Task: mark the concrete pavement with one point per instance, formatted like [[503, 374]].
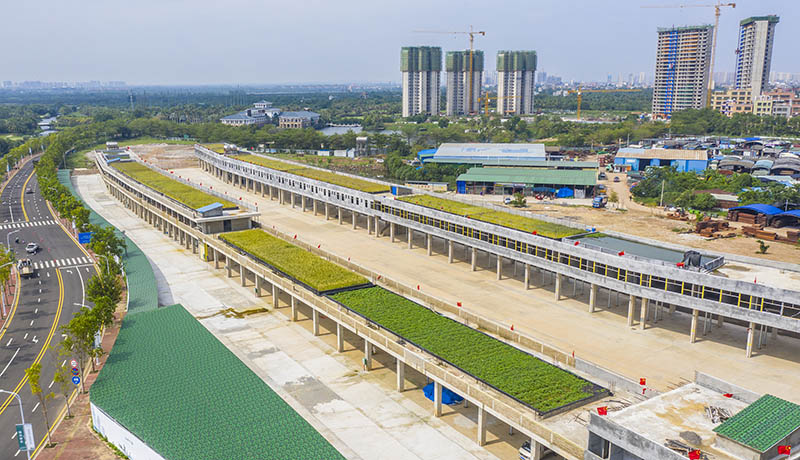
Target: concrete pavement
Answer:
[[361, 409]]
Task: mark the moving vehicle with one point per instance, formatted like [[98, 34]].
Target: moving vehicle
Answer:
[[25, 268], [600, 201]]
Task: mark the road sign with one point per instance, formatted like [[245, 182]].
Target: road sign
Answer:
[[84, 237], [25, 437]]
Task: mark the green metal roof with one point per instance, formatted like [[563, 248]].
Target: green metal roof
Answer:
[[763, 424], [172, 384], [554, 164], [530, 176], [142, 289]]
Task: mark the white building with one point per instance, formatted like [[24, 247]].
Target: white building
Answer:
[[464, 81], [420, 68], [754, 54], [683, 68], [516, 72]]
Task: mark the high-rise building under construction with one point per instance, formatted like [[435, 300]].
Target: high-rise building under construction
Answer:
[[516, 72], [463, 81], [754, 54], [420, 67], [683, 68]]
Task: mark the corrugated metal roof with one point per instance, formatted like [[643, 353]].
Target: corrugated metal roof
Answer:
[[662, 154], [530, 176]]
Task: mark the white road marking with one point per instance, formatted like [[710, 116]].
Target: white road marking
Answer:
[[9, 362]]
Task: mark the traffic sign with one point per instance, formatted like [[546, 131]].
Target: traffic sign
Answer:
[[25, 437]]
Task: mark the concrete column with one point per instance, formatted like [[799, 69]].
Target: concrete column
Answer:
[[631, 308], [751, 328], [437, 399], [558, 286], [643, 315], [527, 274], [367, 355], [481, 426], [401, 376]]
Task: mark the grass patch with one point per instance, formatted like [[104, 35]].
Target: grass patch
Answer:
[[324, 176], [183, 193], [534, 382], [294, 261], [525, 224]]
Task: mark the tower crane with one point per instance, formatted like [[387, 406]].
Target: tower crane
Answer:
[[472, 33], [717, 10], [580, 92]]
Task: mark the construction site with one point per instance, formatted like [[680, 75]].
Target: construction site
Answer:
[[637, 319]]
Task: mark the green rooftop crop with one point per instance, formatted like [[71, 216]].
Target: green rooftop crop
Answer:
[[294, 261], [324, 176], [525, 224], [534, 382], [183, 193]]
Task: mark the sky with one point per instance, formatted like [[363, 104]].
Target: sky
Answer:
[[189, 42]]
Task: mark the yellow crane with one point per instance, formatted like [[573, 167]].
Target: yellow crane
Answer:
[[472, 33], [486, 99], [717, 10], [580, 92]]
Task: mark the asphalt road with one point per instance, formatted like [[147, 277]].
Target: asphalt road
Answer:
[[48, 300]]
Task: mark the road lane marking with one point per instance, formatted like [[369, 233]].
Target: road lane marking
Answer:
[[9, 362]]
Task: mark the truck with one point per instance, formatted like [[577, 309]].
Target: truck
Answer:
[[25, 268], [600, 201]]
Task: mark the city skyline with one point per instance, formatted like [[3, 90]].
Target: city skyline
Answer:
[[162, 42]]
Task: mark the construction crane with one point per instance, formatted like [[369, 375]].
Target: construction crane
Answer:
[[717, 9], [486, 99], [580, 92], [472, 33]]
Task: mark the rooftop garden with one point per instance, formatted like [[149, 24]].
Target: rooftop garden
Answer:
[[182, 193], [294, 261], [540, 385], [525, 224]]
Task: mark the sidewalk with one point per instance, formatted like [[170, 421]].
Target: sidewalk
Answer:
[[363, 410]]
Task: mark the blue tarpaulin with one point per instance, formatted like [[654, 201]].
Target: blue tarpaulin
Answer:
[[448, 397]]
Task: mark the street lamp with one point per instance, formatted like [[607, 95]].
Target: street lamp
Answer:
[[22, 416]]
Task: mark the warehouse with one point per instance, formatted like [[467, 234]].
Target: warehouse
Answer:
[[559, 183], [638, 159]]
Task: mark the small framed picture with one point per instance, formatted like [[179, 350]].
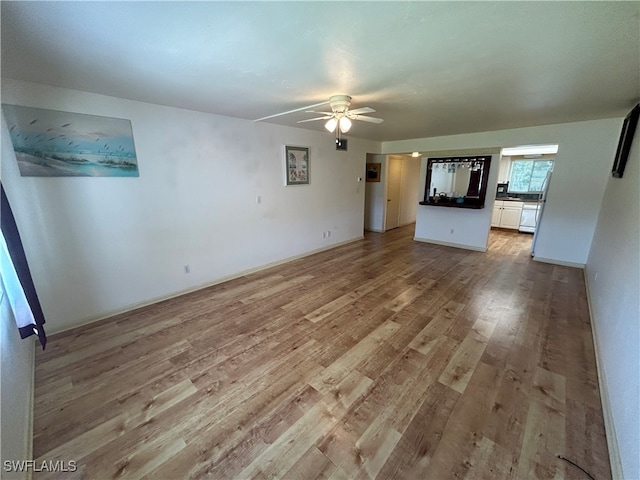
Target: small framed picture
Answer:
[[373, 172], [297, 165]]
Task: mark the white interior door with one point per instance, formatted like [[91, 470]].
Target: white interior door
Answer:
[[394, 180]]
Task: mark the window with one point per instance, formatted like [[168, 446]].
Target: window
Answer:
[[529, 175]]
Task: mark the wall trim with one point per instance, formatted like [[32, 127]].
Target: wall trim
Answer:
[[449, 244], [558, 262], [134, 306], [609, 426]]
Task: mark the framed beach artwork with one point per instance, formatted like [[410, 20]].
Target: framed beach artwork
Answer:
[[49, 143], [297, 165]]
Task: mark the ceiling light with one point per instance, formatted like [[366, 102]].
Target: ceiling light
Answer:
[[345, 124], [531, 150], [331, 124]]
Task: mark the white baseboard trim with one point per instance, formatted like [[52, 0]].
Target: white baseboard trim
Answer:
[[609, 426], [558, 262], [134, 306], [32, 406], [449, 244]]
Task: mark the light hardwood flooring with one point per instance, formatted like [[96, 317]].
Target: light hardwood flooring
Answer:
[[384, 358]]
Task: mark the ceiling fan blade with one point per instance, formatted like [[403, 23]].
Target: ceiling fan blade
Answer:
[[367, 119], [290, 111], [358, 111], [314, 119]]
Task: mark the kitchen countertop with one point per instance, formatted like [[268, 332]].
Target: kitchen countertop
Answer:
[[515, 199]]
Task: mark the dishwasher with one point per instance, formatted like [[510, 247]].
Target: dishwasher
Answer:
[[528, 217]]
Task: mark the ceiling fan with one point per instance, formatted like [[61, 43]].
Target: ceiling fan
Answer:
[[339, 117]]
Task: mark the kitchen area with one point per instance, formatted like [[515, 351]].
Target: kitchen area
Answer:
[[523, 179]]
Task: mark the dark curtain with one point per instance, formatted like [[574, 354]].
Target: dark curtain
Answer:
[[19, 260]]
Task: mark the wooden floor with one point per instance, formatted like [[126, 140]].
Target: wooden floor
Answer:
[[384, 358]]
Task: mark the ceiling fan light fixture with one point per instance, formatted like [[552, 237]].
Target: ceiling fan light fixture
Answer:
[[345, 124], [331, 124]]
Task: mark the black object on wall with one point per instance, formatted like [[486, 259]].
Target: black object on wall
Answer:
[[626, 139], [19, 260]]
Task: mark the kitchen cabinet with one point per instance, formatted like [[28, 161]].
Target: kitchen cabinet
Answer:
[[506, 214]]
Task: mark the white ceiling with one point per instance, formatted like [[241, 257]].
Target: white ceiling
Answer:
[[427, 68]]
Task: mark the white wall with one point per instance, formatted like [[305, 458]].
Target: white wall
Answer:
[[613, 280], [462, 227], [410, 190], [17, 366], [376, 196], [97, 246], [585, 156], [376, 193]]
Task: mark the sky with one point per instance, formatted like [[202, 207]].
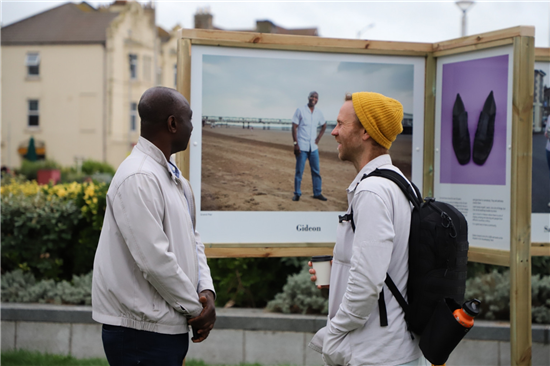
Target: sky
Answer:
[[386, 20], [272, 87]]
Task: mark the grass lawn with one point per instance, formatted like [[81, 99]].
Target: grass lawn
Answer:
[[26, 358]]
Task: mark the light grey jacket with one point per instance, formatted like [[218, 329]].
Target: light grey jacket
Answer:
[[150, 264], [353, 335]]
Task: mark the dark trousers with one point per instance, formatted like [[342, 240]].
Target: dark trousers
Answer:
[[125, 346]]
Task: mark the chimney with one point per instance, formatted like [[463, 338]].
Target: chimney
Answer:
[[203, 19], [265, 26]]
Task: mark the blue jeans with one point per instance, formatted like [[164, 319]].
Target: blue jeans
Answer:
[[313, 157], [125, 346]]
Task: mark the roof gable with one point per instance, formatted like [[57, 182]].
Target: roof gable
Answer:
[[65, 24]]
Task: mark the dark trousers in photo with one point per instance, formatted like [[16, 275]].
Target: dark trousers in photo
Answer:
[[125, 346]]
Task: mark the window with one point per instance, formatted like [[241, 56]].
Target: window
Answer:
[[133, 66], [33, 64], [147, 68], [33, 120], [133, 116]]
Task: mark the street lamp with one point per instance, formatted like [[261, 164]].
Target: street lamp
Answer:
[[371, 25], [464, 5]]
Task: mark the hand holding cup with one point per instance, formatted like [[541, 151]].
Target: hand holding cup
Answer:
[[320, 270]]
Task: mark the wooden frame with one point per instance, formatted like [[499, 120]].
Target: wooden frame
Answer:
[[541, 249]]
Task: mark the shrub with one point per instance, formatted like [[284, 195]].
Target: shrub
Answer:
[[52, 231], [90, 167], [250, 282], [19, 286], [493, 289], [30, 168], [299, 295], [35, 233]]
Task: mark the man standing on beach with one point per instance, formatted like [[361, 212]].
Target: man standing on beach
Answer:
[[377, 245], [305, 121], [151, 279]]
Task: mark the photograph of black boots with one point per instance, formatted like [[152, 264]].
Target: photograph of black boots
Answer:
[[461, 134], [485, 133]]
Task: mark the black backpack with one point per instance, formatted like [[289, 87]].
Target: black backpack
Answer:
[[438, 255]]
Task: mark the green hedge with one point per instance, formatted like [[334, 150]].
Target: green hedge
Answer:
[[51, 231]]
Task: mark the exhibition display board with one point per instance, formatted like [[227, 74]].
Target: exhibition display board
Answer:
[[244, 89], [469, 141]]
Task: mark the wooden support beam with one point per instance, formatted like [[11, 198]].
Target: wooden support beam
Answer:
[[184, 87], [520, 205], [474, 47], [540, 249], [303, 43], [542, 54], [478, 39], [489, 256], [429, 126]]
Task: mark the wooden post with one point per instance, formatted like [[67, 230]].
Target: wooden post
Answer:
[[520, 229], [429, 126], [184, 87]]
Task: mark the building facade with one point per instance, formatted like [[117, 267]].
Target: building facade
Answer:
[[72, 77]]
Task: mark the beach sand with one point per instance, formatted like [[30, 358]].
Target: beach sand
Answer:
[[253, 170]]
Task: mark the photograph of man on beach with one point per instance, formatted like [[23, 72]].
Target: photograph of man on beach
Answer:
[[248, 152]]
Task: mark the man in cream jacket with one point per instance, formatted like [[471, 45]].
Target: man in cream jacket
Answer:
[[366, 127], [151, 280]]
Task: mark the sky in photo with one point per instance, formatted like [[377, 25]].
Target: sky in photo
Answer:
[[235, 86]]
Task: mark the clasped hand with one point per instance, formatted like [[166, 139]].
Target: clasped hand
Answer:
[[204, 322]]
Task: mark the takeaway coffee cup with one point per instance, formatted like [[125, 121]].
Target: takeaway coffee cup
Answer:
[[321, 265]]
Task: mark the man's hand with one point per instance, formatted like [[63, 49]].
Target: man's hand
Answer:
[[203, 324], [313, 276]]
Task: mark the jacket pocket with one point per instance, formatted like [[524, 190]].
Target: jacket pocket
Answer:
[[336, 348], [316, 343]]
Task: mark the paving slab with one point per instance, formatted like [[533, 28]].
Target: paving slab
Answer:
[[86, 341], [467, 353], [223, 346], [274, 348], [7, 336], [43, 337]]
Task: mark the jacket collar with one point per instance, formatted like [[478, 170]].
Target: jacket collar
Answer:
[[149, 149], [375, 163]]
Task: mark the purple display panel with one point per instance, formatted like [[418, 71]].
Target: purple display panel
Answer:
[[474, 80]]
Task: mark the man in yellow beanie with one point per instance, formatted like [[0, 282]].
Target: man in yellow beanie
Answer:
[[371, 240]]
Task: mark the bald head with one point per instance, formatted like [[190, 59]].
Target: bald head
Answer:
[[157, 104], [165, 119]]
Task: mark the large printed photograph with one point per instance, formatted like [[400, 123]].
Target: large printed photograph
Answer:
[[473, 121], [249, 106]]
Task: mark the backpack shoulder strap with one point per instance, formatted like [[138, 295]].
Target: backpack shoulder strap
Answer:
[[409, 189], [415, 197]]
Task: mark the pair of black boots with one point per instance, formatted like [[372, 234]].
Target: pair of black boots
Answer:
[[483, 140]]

··········

The lines to copy are those above that contain the string "blue".

Task: mark the blue tarpaulin with one point per instance, formatted like [[654, 201]].
Target: blue tarpaulin
Task: mark the blue jeans with one point per instance, formatted like [[164, 319]].
Target: blue jeans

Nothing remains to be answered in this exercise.